[Task to complete]: Your task is to transcribe all of the records exactly and leave out the pictures.

[Data provided]:
····················
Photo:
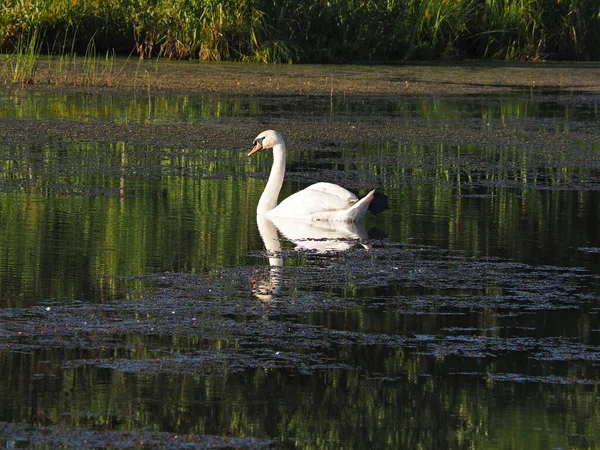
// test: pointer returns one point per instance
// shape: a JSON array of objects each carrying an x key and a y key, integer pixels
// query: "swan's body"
[{"x": 320, "y": 201}]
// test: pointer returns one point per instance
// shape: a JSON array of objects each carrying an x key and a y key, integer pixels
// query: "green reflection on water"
[{"x": 75, "y": 214}]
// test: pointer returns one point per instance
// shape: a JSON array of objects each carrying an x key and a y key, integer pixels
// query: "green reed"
[
  {"x": 305, "y": 30},
  {"x": 24, "y": 61}
]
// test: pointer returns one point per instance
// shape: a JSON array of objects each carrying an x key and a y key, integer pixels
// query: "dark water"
[{"x": 129, "y": 272}]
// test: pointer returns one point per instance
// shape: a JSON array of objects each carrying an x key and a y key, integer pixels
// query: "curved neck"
[{"x": 268, "y": 199}]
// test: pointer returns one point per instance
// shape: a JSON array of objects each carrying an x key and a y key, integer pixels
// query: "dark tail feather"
[{"x": 379, "y": 203}]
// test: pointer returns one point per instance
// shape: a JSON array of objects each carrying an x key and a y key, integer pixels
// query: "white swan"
[{"x": 321, "y": 201}]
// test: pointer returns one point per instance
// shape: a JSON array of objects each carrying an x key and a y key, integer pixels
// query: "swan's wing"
[{"x": 317, "y": 198}]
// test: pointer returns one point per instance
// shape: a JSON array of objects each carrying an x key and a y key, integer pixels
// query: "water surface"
[{"x": 130, "y": 259}]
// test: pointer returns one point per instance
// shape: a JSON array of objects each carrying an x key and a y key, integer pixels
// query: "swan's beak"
[{"x": 257, "y": 148}]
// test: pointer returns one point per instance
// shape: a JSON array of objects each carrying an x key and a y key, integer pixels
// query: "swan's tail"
[{"x": 359, "y": 209}]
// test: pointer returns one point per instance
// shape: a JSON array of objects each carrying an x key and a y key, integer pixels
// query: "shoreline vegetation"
[{"x": 303, "y": 31}]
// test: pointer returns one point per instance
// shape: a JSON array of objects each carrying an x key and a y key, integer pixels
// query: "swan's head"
[{"x": 266, "y": 140}]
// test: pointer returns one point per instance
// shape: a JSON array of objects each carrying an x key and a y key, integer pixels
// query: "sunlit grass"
[{"x": 296, "y": 30}]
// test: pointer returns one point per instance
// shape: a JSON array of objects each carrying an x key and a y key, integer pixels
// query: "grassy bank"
[{"x": 305, "y": 30}]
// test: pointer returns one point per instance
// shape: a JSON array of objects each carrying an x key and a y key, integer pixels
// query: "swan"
[{"x": 320, "y": 201}]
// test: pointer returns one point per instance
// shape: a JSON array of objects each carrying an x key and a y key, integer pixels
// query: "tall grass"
[
  {"x": 23, "y": 62},
  {"x": 308, "y": 30}
]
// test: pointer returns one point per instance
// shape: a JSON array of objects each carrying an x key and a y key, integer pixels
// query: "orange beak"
[{"x": 257, "y": 148}]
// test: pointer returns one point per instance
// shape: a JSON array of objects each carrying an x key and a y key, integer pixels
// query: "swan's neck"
[{"x": 268, "y": 200}]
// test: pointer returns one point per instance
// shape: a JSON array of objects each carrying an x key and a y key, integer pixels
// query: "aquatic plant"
[{"x": 23, "y": 63}]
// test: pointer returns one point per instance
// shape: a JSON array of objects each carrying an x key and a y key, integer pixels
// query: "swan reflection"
[{"x": 316, "y": 237}]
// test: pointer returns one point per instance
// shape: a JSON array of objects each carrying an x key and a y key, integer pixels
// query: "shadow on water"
[{"x": 131, "y": 261}]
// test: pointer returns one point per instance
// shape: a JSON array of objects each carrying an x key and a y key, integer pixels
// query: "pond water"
[{"x": 139, "y": 301}]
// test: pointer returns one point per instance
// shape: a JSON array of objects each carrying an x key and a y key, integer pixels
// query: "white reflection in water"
[{"x": 311, "y": 236}]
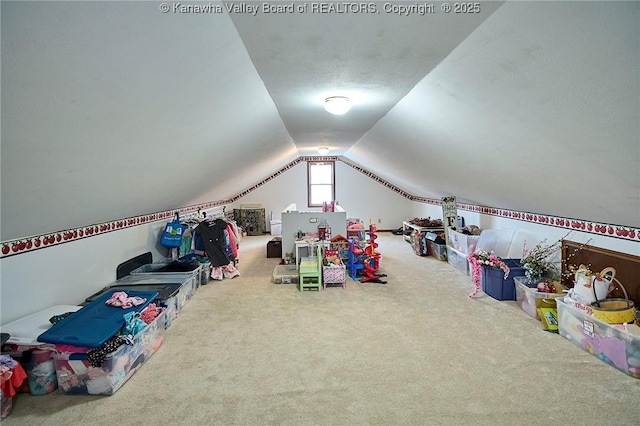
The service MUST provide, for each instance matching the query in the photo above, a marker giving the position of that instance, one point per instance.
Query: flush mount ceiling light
(337, 105)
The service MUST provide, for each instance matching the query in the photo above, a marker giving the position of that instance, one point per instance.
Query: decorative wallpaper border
(28, 244)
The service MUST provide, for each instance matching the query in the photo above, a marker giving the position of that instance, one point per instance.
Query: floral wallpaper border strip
(28, 244)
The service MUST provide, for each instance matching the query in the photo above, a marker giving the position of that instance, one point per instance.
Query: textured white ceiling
(113, 109)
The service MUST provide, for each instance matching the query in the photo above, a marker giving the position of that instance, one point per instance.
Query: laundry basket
(615, 310)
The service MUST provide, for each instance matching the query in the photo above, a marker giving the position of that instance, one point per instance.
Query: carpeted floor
(415, 351)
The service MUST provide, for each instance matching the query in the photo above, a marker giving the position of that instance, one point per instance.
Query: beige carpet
(416, 351)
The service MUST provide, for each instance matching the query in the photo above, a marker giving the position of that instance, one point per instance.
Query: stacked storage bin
(507, 244)
(36, 358)
(90, 328)
(163, 282)
(188, 267)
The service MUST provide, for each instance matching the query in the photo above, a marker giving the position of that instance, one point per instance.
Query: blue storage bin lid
(94, 323)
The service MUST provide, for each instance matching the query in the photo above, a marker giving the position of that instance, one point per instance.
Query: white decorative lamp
(337, 105)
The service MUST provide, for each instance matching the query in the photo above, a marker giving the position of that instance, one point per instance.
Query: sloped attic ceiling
(530, 106)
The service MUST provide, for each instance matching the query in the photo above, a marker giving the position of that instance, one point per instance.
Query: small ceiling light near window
(337, 105)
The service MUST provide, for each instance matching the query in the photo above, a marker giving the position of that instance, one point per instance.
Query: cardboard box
(465, 244)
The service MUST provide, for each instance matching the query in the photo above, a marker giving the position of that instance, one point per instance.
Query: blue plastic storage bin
(94, 323)
(496, 285)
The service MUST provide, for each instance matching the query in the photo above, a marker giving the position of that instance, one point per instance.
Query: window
(321, 182)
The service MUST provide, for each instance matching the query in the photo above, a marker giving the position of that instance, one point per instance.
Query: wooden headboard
(627, 266)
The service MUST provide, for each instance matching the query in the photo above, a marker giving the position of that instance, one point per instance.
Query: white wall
(70, 272)
(359, 195)
(550, 233)
(67, 274)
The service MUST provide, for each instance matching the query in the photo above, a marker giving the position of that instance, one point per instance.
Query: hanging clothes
(215, 241)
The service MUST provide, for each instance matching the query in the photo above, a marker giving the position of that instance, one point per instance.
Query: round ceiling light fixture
(337, 105)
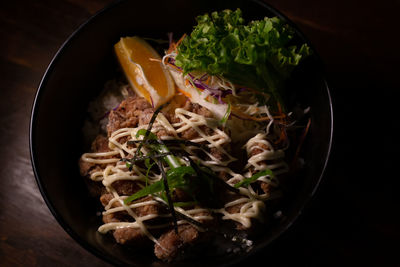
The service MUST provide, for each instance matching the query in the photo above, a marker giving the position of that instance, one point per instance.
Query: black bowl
····················
[Output of the exercise]:
Photo:
// test: pointer returns one point per instance
// shape: a JSON array of objects each carrying an x key and a y key, integer pixels
// query: "swan's body"
[{"x": 320, "y": 201}]
// test: pointer returns one point per instance
// shape: a JSON array of objects each carrying an x key and a y key, integer pixels
// query: "green reflection on water"
[{"x": 75, "y": 214}]
// test: pointer returns one point per instance
// shape: a JSON array of objects each carrying an x key and a y key, integer pixels
// query: "green reed"
[
  {"x": 305, "y": 30},
  {"x": 24, "y": 61}
]
// test: pointer returns one point per instance
// shape: a JSON array of objects each carrying an x key and a y key, integer pixels
// query: "dark water"
[{"x": 129, "y": 272}]
// test: pointer returns one point per instance
// shape: a JSON array of objects each carrying an x key and a y key, integer pixels
// query: "curved neck"
[{"x": 268, "y": 199}]
// test: pointer returns one point per instance
// shape: a JSON array of objects each carrying an x key and a y key, integer pixels
// query: "dark tail feather"
[{"x": 379, "y": 203}]
// test: pointer returns one point per instance
// shape: a JSON array of objects each carrying an x key and a y key, integer pixels
// query: "white swan"
[{"x": 321, "y": 201}]
// test: pointer returns one point per instance
// shape: a JSON array of objects each carrying an x key and a y key, integer pixels
// query: "swan's wing"
[{"x": 317, "y": 198}]
// test: pointer returns one point per instance
// shape: a JSON array of objects each carrying an x key and a y key, integer pixels
// query: "water surface"
[{"x": 130, "y": 259}]
// test: pointer returns one point per instance
// shape: a JSON array of objects each carrying an x key and a y key, integer pixels
// query: "swan's beak"
[{"x": 257, "y": 148}]
// test: pointer returns one point per instance
// shape: a JSON array of objects each carrying an x key and a y key, integer pixels
// query: "swan's tail"
[{"x": 359, "y": 209}]
// test: pointer returns one point per instance
// shape: a JSON array of objects each carrying an x key and a y key, integer pixels
// query: "shoreline vegetation"
[{"x": 303, "y": 31}]
// test: pointer returns one point per instance
// shape: a JSON array of objects each carrying an x key and a y key, integer pixels
// query: "swan's head"
[{"x": 266, "y": 140}]
// test: pointer returns one point per instance
// shape: a JSON array of objects each carrying an x key and a y key, integer pixels
// query: "sunlit grass"
[{"x": 296, "y": 30}]
// test: pointer returns one point per instance
// shape: a JSON array of objects each carrying an x key and a y key, integer pixels
// query: "grassy bank"
[{"x": 305, "y": 30}]
// test: pointer returns one point per instance
// shape: a JSON array of objects each carrying an x key and a y key, integer pixels
// query: "swan"
[{"x": 320, "y": 201}]
// test: pointer returns one point per instance
// shape: a JSON array of objects each carrying an x key and a y key, integer pixels
// query: "tall grass"
[
  {"x": 23, "y": 62},
  {"x": 308, "y": 30}
]
// test: pointer returns one point per instance
// shape: a JSON array of objects each carrying an x key and a y key, integer pixels
// query: "orange beak"
[{"x": 257, "y": 148}]
// test: pointer returns one point per instance
// shape: a JSON array of objects each carrying an x key and a y key, integer pixels
// query: "swan's neck"
[{"x": 268, "y": 200}]
// test: pointer returns one point per instance
// shape: a JSON array of objects each carrying an x key and a y key, integer pixels
// query: "aquatic plant"
[{"x": 23, "y": 63}]
// test: pointer returns one point per instance
// shape: a JSON array of objects each carrying an x key and a y key, integer pixels
// query: "swan reflection"
[{"x": 316, "y": 237}]
// test: pointer returns one point per instance
// shape: a JSON array of objects each carrying an x key and a y key, integer pixels
// query: "shadow on water"
[{"x": 131, "y": 261}]
// test: pointer returns one point per instance
// shape: a JSON array of objects each carrying an x key and a y key, integer pixels
// query: "pond water"
[{"x": 139, "y": 301}]
// test: pointer returns one point per instance
// shape: a JSON array of objects each carrying an x key and a y key, integer pixels
// query: "white reflection in water"
[{"x": 311, "y": 236}]
The service MUST provide, for each instance matching the query in the photo above, a marker giving the position of that instance, one point per instance.
Query: flush mount ceiling light
(337, 105)
The service MUST provide, for each instance matching the query in the photo above, a marker giving the position of that instance, one point per instance.
Query: decorative wallpaper border
(28, 244)
The service MUST provide, for each instance matching the query in the photo above, a marker giving the position of that instance, one point per instance.
Query: floral wallpaper border strip
(28, 244)
The service MUST provide, for each instance matching the query in the photo above, a marker giving the position of that instance, one point per instance.
Query: textured white ceiling
(113, 109)
The service MUST provide, for each instance matching the query in the photo above, a marker giving the position of that instance, one point per instance.
Query: laundry basket
(615, 310)
The service MUST provide, for each instance matching the query in the photo above, a marker giving the position of that instance, one point per instance.
Query: carpeted floor
(415, 351)
The service MUST provide, for each instance matching the query in the photo above, a marker giving the position of that instance, one point per instance.
Query: beige carpet
(416, 351)
The service MUST provide, for each instance matching the query in the photo above, a marker giving the position of that instance, one point per instance.
Query: stacked storage bin
(507, 244)
(36, 358)
(90, 328)
(163, 282)
(188, 267)
The service MUST provide, for each instance matching the query in the photo above, a marker giving the position of that instance, one point per instance.
Query: blue storage bin lid
(94, 323)
The service MUST provide, for each instance matching the query in the photo above, a marker giving the position of that instance, one point per instance.
Query: white decorative lamp
(337, 105)
The service MUST provide, for each instance matching the query in the photo above, a marker giving the position of that instance, one point per instance.
Query: sloped attic ceiling
(530, 106)
The service MUST provide, for each instance matching the query in the photo above, a marker giving the position of that instance, one point per instance.
Query: small ceiling light near window
(337, 105)
The service MUST provide, for each instance matching the query in the photo above, a marker giving the position of that instance, one point per instance.
Query: cardboard box
(465, 244)
The service MUST provide, for each instance matching the query in the photo above, a marker giving the position of that instance, one point per instance.
Query: blue plastic storage bin
(94, 323)
(496, 285)
The service MUST provide, for each instance matching the query in the photo above, a marker giving the position of that instance, one point per instance.
Query: window
(321, 182)
The service MUST provide, for each instance matching the query in the photo above, a marker giving the position of that instance, one point per instance.
Query: wooden headboard
(627, 266)
The service MUST provide, for each instance matching the query in the photo above, a marker giving the position of that instance, one point per instance.
Query: white wall
(70, 272)
(359, 195)
(550, 233)
(67, 274)
The service MUST provide, for each instance matching the query in the photo above, a marker giving the position of that instance, one point per instance.
Query: hanging clothes
(215, 241)
The service MUST provide, for each instance matching the query in the photo above, a marker giving the position of that instance, one point per instance.
Query: round ceiling light fixture
(337, 105)
The service MUST provide, for each instance matching the query in the photo above, a marker giving the position of that instance, one point per instance.
Query: black bowl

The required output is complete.